## PROMPT
Copy all the entries below word for word, leaving out the pictures.

## Photo-based point labeling data
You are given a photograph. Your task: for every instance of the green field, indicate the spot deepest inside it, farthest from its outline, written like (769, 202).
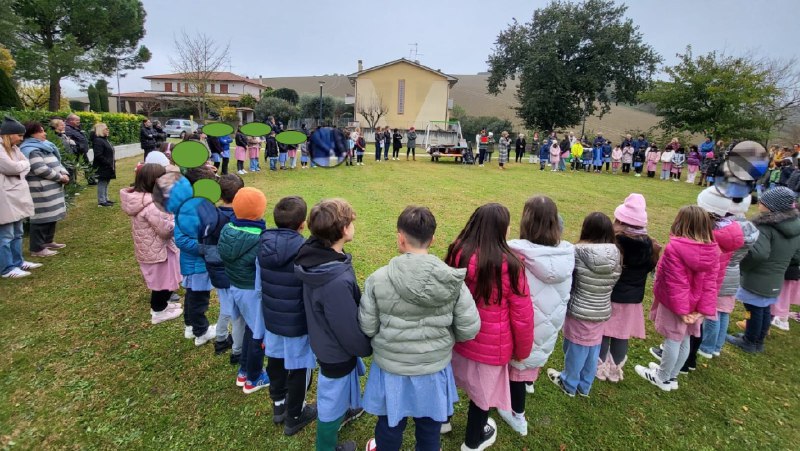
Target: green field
(83, 368)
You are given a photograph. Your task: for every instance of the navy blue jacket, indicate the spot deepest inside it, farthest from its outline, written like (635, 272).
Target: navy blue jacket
(281, 290)
(214, 265)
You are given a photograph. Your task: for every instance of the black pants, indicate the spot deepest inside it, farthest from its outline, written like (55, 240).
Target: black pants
(288, 385)
(159, 299)
(41, 234)
(195, 308)
(252, 356)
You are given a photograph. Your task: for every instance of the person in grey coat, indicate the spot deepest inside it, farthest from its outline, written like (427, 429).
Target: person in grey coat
(46, 181)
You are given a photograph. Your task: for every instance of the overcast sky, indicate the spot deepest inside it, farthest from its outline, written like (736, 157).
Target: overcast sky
(276, 39)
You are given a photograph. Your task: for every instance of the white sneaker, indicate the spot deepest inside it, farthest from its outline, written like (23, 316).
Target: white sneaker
(780, 324)
(16, 273)
(165, 315)
(210, 334)
(517, 421)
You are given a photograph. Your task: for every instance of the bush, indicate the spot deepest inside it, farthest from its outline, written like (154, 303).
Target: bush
(124, 127)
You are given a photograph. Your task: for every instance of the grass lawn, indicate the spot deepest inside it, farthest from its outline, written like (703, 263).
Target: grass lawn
(83, 368)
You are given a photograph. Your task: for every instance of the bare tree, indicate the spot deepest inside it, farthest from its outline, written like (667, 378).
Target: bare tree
(197, 58)
(373, 110)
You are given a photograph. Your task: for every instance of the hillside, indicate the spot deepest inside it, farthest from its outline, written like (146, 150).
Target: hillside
(470, 93)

## TASK RESPONSE
You are given a photograph. Your task: for every instance of the green field, indicate the spot deepest inside it, farthest from its outline, written like (769, 202).
Target: green field
(83, 368)
You are given a photograph. Your task: for every instance of the navy blue jacket, indicate the spot deepest inside it, farthest from its outline, written like (635, 272).
Target: navy blue jacket
(281, 290)
(214, 265)
You are given a photograph. Your task: for every instance of the black pants, indicate the spot deepest inside it, farthest from its outline, written like (55, 240).
Target: black pants
(288, 385)
(159, 299)
(41, 234)
(195, 308)
(252, 356)
You are given a photograph. Your task: for every instance of the person in grey coat, indicate the spot deepest inside it, farthest from its outline, written like (427, 429).
Target: person in grey coat
(46, 181)
You are given a photograph. Your task: for every instance of the overcast sky, indicate the spot deepest inside it, farthest from its outline, written like (736, 157).
Target: overcast sky
(276, 39)
You are given a photograph. Your task: for every instance of the white sneaker, indicate the spot deepest inside it, farthest from its outline, written like (23, 316).
Target: white sneaker
(780, 324)
(16, 273)
(165, 315)
(210, 334)
(517, 421)
You are given a photograph. Your task: for every instance of the bush, indicate the spot deepest inside it, farthest from its outline, written like (154, 303).
Target: bush
(124, 127)
You are given a photograph. Your task: for every instance of the grass lawn, indicate the spot deepest inside it, farthest from its outline, written like (703, 263).
Target: grass lawn
(83, 368)
You are given a photograph. Your task: for every instance of the bare tree, indicate the spot deepest inside it, farthest from its outline, written like (667, 378).
Target: bare tree
(197, 58)
(373, 110)
You are given a photograph. Your task: for every instance of the hillside, indicate the spot deepest inside it, farthest from its outline, written like (146, 150).
Target: hillside
(470, 93)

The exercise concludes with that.